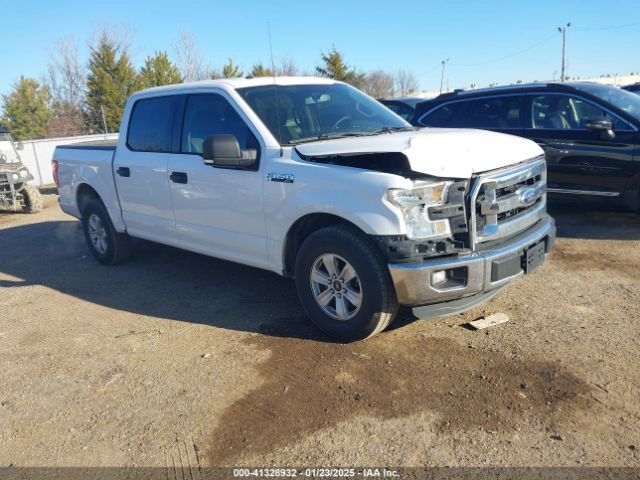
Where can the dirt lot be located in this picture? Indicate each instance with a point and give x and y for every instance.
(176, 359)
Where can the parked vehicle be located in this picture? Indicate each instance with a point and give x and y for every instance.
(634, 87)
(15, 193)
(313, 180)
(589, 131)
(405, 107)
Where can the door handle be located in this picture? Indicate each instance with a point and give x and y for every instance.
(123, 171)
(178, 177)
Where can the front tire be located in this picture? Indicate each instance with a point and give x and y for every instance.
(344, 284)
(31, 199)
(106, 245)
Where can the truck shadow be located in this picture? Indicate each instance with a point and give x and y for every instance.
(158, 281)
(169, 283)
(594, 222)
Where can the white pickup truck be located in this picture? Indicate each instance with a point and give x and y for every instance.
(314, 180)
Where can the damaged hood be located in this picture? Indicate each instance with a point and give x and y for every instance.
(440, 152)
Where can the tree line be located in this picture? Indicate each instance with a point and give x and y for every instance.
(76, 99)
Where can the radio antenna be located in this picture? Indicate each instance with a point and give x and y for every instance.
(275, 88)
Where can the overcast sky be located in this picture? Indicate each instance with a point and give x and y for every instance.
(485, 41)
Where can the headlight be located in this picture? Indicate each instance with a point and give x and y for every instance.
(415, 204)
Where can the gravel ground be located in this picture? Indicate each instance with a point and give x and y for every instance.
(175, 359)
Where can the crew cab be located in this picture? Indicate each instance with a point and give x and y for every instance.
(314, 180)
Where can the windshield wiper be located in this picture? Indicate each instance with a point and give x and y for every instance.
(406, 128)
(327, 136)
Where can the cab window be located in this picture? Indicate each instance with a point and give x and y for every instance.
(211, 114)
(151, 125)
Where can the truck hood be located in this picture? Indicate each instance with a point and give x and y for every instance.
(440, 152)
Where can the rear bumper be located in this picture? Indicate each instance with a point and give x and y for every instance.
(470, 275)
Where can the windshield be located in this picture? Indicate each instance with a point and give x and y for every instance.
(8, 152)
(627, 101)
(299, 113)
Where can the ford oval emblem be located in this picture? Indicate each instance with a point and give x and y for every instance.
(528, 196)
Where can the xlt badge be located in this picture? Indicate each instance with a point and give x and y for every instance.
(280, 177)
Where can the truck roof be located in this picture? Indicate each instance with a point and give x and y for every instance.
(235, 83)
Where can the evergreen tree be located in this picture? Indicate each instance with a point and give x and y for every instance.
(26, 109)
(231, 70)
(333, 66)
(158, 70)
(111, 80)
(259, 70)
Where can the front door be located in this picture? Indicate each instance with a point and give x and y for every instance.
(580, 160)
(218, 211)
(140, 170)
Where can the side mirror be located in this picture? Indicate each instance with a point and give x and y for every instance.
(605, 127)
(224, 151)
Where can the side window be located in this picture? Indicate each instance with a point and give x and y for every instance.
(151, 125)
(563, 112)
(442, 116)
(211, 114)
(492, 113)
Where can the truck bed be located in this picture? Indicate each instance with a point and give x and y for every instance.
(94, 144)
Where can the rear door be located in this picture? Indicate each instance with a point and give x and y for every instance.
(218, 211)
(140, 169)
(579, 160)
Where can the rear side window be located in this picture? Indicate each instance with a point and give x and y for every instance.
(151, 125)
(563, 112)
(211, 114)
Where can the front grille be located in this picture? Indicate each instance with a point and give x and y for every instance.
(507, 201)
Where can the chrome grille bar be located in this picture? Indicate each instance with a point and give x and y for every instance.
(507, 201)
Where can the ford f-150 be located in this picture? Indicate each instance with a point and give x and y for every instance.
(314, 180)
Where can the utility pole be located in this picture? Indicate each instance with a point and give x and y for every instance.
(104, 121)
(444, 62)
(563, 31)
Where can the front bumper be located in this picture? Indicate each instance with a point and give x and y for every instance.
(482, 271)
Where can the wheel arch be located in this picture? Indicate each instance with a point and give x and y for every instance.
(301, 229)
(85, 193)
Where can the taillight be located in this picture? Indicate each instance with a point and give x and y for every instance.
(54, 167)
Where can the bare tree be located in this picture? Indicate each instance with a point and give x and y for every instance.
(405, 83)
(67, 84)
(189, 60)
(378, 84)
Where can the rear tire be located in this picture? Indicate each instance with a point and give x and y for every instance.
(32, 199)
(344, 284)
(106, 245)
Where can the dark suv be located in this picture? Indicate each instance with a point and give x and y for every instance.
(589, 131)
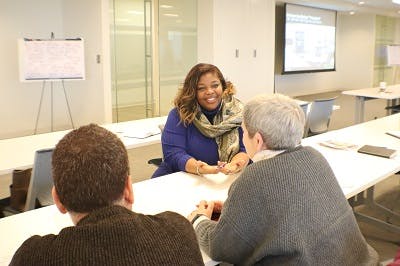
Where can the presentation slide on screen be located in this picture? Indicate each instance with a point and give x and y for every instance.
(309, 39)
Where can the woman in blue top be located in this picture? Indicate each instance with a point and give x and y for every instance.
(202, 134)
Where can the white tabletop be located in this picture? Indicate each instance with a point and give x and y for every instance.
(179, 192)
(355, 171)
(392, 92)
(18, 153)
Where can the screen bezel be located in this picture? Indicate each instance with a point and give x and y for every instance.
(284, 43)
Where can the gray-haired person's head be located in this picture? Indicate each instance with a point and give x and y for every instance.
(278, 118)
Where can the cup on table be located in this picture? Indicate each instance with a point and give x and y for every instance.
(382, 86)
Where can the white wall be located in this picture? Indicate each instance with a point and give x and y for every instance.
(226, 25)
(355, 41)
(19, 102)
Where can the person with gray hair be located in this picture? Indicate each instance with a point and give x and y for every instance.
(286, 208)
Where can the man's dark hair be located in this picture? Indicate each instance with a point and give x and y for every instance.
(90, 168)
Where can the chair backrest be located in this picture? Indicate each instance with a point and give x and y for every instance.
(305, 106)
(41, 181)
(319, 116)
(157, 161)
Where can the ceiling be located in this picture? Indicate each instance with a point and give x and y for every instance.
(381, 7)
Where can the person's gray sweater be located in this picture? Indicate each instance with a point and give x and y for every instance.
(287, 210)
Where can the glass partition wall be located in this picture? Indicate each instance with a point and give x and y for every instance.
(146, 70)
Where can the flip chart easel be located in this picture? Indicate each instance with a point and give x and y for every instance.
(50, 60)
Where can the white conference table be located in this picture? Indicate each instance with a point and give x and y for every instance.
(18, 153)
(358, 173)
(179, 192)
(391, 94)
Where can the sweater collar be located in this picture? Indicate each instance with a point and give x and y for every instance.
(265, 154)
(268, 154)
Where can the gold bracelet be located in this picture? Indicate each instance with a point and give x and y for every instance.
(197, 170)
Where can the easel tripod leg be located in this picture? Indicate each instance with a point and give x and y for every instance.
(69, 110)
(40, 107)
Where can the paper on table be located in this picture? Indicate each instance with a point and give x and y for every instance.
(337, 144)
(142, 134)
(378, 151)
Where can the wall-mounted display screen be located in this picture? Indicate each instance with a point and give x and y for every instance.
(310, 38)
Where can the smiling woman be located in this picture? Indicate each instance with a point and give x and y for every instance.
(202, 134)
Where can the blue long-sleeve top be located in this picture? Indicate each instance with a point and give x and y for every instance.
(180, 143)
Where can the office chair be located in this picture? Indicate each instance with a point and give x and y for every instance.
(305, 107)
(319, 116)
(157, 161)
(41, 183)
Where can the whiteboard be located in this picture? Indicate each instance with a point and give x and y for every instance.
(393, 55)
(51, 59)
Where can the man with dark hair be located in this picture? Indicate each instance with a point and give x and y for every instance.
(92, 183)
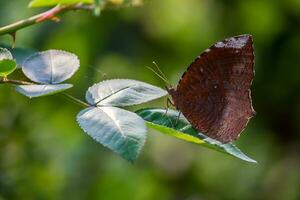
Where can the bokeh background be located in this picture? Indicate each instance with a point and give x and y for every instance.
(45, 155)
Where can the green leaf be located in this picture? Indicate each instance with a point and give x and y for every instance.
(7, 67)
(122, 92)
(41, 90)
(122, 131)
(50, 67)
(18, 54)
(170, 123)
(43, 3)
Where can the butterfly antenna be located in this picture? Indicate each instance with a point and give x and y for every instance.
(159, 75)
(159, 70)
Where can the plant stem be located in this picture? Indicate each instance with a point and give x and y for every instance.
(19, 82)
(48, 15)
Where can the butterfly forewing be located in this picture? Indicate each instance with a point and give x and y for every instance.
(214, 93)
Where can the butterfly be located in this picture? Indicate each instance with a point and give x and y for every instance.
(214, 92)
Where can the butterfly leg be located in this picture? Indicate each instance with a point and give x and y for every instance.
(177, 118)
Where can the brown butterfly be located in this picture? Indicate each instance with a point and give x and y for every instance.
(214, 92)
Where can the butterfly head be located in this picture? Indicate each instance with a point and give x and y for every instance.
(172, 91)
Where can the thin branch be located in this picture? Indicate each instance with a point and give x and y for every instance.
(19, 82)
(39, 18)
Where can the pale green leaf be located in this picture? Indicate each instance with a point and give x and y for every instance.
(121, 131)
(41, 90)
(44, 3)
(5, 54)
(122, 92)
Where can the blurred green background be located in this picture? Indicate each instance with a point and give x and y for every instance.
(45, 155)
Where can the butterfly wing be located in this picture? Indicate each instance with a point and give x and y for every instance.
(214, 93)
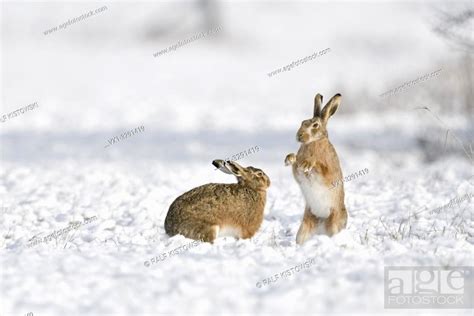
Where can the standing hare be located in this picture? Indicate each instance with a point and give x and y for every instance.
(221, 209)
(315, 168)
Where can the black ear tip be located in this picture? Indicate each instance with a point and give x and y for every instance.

################

Rescale the entries from the line containing "Where can the standing" through the end of the entries. Reproduce every line in that range, including the requests, with each coordinate in the answers multiplied by 0.6 and rounded to the nearest whole number, halves rounded up.

- [Finished task]:
Where can the standing hare be located in this picture? Indicate each instance with a point and give x and y for every instance.
(133, 125)
(189, 101)
Where can the black ear tip be located in this picture? Indicate each instance with a point and give x and y for every instance.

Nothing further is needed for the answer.